%%
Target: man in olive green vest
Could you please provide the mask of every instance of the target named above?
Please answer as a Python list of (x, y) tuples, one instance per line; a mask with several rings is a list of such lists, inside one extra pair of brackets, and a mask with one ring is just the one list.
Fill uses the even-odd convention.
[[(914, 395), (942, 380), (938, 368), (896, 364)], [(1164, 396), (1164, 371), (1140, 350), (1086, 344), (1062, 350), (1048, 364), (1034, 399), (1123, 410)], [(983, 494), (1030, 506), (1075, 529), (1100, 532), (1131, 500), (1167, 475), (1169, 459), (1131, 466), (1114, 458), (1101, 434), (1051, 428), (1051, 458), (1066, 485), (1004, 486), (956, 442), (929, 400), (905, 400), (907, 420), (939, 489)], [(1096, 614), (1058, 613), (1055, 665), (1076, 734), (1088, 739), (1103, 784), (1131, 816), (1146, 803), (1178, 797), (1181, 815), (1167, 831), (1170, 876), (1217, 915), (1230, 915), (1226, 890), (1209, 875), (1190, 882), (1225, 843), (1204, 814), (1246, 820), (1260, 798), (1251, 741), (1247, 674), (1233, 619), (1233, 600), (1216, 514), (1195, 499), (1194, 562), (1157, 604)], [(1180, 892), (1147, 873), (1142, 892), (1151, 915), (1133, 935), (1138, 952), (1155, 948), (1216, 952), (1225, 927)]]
%%
Write out the records from the start through the line containing "Fill uses the even-odd convention.", substituting "object" for "instance" and leaving everything else unchanged.

Target: man in olive green vest
Could you please provide the mask of every object of the target named above?
Please answer as a Python list of (x, y) tuples, one object per line; a mask with several rings is a list of such lists, inside one extra pair of brackets, and a mask with one ring is just the one list.
Fill uses the even-odd convention.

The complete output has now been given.